[Part of a data file]
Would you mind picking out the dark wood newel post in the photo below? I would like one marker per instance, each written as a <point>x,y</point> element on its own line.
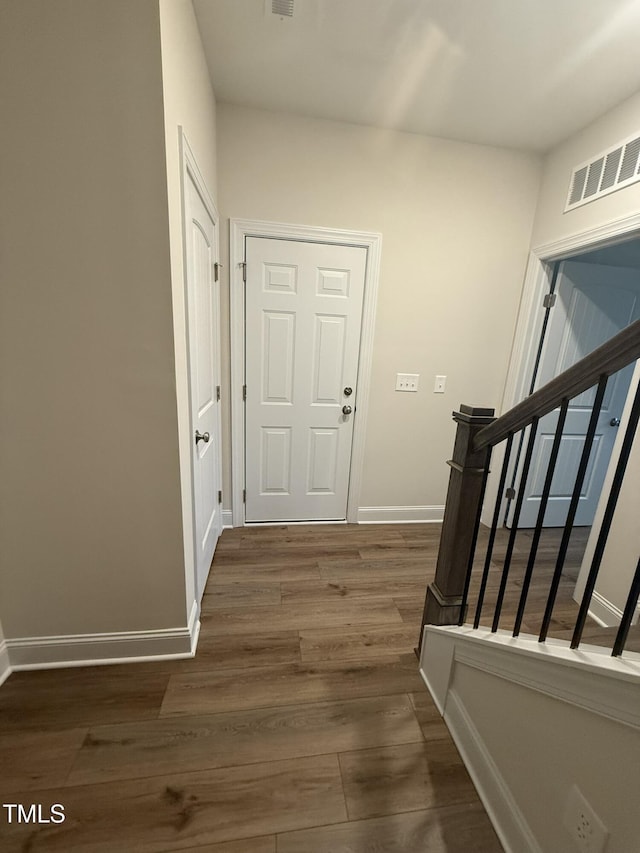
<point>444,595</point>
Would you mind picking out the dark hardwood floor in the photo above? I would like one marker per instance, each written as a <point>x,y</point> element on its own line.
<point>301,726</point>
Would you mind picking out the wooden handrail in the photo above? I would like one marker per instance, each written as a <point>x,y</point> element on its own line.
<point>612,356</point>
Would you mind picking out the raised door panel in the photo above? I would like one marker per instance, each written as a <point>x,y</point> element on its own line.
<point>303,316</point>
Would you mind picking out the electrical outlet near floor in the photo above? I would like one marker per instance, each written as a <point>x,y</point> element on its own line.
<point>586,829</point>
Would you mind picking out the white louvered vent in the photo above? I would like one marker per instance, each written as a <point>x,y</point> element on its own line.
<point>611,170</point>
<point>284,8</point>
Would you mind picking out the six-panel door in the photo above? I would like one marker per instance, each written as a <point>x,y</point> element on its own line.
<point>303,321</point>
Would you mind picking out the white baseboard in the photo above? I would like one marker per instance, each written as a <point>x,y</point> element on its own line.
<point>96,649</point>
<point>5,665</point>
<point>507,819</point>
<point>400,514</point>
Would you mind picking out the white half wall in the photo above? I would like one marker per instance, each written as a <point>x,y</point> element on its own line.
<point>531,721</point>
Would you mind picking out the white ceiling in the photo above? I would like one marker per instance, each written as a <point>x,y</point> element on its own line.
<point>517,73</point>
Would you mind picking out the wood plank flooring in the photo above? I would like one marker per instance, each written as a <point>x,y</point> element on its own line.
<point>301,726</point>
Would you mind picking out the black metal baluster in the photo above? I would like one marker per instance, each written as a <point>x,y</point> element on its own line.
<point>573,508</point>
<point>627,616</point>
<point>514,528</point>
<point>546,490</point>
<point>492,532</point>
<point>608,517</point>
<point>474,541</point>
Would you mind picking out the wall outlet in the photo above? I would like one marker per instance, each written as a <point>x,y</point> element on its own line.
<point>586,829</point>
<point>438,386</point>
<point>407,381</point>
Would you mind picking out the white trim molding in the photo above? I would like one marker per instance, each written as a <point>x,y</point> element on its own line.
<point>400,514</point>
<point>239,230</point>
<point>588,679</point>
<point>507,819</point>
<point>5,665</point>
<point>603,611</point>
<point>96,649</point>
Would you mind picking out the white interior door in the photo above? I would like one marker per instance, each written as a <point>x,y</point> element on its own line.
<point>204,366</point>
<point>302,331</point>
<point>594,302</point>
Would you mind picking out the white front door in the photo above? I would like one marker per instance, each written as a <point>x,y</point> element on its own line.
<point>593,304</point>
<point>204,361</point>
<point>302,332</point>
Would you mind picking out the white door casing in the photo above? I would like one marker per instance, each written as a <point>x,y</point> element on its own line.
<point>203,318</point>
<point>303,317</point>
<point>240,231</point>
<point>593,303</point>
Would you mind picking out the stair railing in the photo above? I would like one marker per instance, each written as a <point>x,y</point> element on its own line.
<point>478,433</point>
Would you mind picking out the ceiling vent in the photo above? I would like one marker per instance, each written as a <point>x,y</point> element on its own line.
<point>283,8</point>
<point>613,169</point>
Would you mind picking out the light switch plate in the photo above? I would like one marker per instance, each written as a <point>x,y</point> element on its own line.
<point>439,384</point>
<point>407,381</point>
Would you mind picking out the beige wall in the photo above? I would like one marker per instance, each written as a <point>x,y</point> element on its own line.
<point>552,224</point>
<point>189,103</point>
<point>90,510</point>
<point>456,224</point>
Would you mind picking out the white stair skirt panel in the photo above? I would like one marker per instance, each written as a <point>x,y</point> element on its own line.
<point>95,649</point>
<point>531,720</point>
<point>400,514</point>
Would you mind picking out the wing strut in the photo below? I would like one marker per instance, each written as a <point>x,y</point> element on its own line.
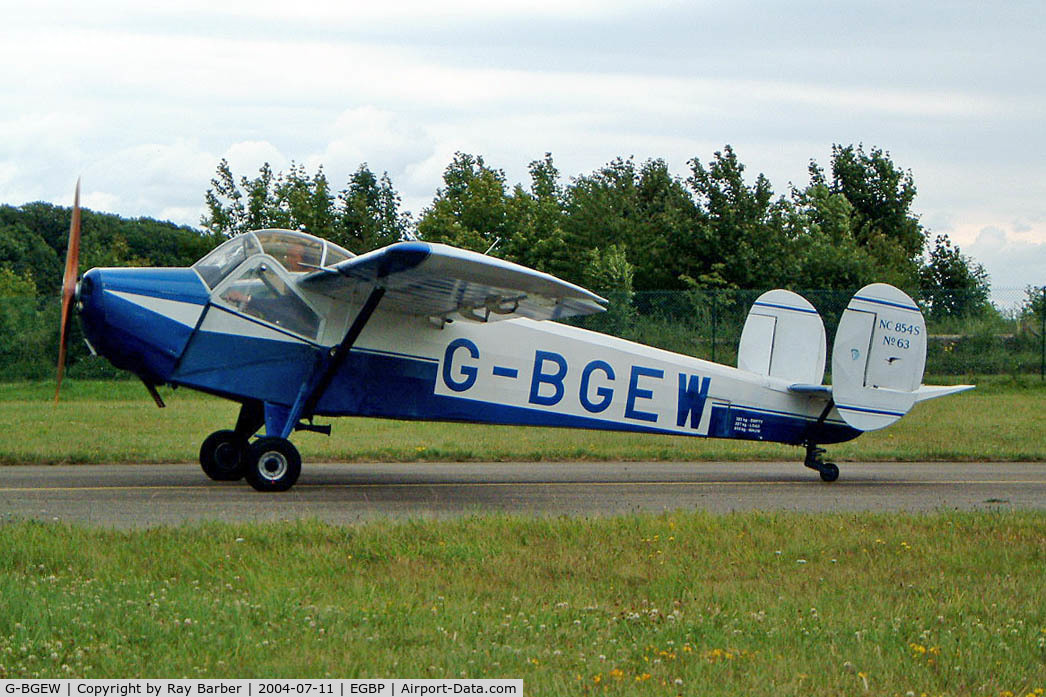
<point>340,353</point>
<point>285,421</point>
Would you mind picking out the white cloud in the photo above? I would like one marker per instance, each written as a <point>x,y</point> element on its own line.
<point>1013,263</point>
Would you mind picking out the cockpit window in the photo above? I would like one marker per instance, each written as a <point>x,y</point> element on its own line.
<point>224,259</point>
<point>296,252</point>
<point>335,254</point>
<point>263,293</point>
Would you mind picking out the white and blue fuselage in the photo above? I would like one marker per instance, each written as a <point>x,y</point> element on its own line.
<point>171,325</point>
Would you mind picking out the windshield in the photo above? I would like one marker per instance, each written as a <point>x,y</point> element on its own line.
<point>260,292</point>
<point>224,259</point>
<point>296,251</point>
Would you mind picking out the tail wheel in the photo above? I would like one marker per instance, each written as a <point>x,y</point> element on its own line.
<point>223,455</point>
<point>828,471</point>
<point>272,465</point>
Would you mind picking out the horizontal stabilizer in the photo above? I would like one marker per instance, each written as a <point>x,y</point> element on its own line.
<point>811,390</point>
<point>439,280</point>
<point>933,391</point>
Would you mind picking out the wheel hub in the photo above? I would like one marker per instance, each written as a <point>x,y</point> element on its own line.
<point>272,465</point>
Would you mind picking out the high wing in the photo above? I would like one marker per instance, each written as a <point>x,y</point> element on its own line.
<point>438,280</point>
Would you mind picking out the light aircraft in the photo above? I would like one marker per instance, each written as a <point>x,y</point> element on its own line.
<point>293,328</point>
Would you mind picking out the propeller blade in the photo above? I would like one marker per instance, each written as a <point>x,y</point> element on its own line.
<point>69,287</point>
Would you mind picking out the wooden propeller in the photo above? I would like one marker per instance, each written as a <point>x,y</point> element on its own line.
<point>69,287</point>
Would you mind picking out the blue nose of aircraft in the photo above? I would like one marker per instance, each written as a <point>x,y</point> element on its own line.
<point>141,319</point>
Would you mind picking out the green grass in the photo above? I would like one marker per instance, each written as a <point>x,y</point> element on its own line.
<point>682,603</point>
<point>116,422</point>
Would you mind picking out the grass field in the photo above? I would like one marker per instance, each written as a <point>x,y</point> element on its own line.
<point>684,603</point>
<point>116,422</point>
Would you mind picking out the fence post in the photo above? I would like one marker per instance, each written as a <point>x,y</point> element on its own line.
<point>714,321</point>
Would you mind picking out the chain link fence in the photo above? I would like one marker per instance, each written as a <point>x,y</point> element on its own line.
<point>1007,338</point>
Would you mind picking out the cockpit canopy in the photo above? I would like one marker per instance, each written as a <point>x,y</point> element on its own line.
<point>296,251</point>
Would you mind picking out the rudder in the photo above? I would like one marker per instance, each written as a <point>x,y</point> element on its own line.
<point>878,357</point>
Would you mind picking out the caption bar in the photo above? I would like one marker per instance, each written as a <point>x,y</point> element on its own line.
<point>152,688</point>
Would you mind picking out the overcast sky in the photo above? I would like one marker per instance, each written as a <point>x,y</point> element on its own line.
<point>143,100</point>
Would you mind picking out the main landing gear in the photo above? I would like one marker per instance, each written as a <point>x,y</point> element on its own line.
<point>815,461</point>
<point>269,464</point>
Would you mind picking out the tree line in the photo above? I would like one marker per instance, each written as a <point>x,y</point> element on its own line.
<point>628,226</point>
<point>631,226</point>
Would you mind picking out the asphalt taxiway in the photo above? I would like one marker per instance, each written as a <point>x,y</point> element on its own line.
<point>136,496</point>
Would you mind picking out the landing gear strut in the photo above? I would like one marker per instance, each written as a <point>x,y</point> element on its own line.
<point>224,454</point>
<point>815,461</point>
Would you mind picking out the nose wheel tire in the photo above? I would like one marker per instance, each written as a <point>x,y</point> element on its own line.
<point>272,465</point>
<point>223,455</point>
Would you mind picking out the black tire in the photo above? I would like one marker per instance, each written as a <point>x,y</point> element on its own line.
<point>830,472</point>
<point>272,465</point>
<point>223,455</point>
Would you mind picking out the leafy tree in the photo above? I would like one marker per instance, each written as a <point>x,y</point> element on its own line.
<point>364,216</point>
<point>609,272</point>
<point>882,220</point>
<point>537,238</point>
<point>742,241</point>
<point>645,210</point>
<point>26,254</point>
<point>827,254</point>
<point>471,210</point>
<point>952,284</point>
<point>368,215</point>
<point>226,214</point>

[STATED GOAL]
Reproduce verbatim the lines of the rows above, beginning with the line that contains "Would you mind picking out the raised" and continuing up to and including the line that contains "<point>303,321</point>".

[FULL RESPONSE]
Would you mind picking out the raised door panel in the photo above? I would like one marker per instance, each written as a <point>x,y</point> element on its own line.
<point>303,316</point>
Would you mind picking out the electrical outlet near floor in the photo above? I would like one marker per instance, each written as a <point>x,y</point> element on its own line.
<point>586,829</point>
Would you mind picking out the white louvered vent in the photo above? I would like one marker per instance, each written as a <point>x,y</point> element on its own line.
<point>611,170</point>
<point>284,8</point>
Would you mind picking out the six-panel door in the photo above? I would like one marker per instance, each written as a <point>x,y</point> element on its own line.
<point>303,321</point>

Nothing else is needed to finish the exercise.